What this exercise asks =
[1] In the thread about the profiler uploader, why does mkleijn want the file-not-found problem fixed even though profiling works well enough with the files that do get uploaded? Answer in one to three sentences.
[2] Continue the thread about the profiler uploader, starting after its final post.

Reading passage =
______

From the debug snapshot i find the following values for the parameters supplied to the DefaultCallUploadAsync(string exePath, string args) method:

exePath: "D:\\SvcFab\\_App\\**  My Application Name 
 **Type_App8\\** My Service Name **Pkg.Code.1.0.0.20200902.2\\ServiceProfiler\\Microsoft.ApplicationInsights.Profiler.Uploader.dll"

args: "-t \"D:\\SvcFab\\_App\\**  My Application Name 
 **Type_App8\\temp\\bbe3f83c-7525-4787-8d2a-3e02ad8b19e9.netperf\" -i a0f018f2-54c9-4f00-b65c-de285b38f5e1 -d 260ac13a-ca42-46ca-9170-2ed09c0a8290 --sessionId \"2020-09-03T10:03:24.8160416Z\" -s \"westeurope-kpui2txzlbz5m\" --host https://agent.azureserviceprofiler.net --metadata \"D:\\SvcFab\\_App\\**  My Application Name 
 **Type_App8\\temp\\bbe3f83c-7525-4787-8d2a-3e02ad8b19e9.metadata\""

Maybe you can use this information. I don't feel comfortable sharing the debug snapshot here but i can send it to you privately if it would help you.

Like i said, for me it is working well enough to profile my application with the files that do get uploaded, but it might help others and getting rid of some exceptions in my Application Insights logs wouldn't hurt as well of course :)

xiaomi7732 commented 4 years ago

@mkleijn Thanks for the callback. Now that I see the path, there could be a few reasons:

Either way, putting the uploader to a different folder should resolve the issue.

If you don't mind, try set the profiler cache folder to the path that is shorter: LocalCacheFolder = "D:\\SPCache", for example. Refer to Configurations for details.

mkleijn commented 4 years ago

@xiaomi7732 Am i responsible for making sure that directory exists, or will it be created if it doesn't? And is it safe to have multiple processes use the same temp dir? Or should I use e.g. D:\SPCache\Service1 and D:\SPCache\Service2 etc.

xiaomi7732 commented 4 years ago

@mkleijn Thanks for the questions.

  1. The folders will be created if not exists. One catch is, make sure the apps have permissions to create the folders.
  2. Same folder for multiple processes should be fine.
mkleijn commented 4 years ago

@xiaomi7732 I tried changing the local cache folder, but the problem remains. I still get an error the file cannot be found, in the debug snapshot is see the argument passed to the shell now is:

"D:\AITemp\SP\Microsoft.ApplicationInsights.Profiler.Uploader.dll -t \"D:\AITemp\SP\7f22be73-391d-4dd9-a331-ff243d22e2da.netperf\" -i 2a863931-f1e1-4772-b180-f3239d321206 -d 2c5916f8-36b5-43ff-81b4-a701827f7658 --sessionId \"2020-09-18T06:51:15.4287377Z\" -s \"westeurope-kpui2txzlbz5m\" --host https://agent.azureserviceprofiler.net --metadata \"D:\AITemp\SP\7f22be73-391d-4dd9-a331-ff243d22e2da.metadata\""

______

Image point grounding data
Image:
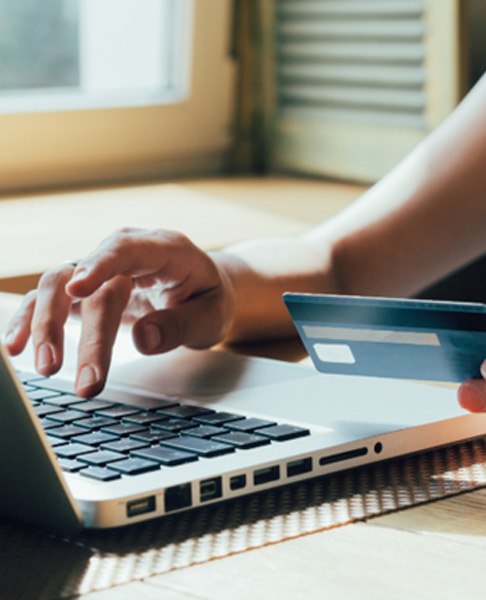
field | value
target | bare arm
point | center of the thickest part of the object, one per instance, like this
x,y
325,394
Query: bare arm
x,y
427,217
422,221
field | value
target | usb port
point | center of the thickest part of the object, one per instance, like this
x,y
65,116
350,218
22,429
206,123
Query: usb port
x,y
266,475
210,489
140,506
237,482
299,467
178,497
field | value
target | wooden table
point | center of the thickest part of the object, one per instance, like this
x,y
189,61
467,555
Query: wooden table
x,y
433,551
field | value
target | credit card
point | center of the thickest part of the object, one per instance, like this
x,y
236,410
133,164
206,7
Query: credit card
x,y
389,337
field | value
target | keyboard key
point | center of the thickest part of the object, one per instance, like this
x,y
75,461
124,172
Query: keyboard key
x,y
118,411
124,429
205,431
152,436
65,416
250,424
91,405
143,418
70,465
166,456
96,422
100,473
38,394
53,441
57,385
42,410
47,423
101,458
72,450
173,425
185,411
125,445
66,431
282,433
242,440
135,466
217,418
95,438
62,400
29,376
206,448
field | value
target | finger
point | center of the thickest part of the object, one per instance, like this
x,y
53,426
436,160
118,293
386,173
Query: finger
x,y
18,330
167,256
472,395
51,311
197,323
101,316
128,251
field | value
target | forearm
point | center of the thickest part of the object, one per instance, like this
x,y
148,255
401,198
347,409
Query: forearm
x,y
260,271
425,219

______

Answers in order =
[1] A fix might help others. It would also get rid of some exceptions in mkleijn's Application Insights logs.

[2]
This path does exist and there are several of these .metadata and .netperf files in there, next to a bunch of dll files. I also do get profile traces in AI so it seems like it is working sometimes. Maybe a racing condition where it tries to upload files just before they are flushed out to disk or something?

Anyway, it isn't really hurting me at the moment other than cluttering up my AI logs. I am thinking of removing the profiler from my production cluster though as I got warnings of diskspace running low on all my nodes and ended up having to delete quite a lot of these .netperf files to free up about 20gb on every node. Is there something in place to delete these temp files after uploading? Maybe only the ones that failed with the exception above are remaining in the temp dir.

xiaomi7732 commented 4 years ago

@mkleijn Thanks for the feedback. The customize location is working by reading the path you posted. Yes, successfully uploaded traces will be deleted automatically.

Only when you have time, could you please check to see if the file of D:\AITemp\SP\7f22be73-391d-4dd9-a331-ff243d22e2da.netperf in your log exists? That will help determine if that is a racing condition you mentioned.

xiaomi7732 commented 3 years ago

@mkleijn, sorry for the late reply. It looks like the same issue as in #97. Please try to see if that resolves the issue. TL;DR: Add directory of dotnet.exe to %PATH%.

xiaomi7732 commented 3 years ago

Close due to no actionable for now. Feel free to open new issues.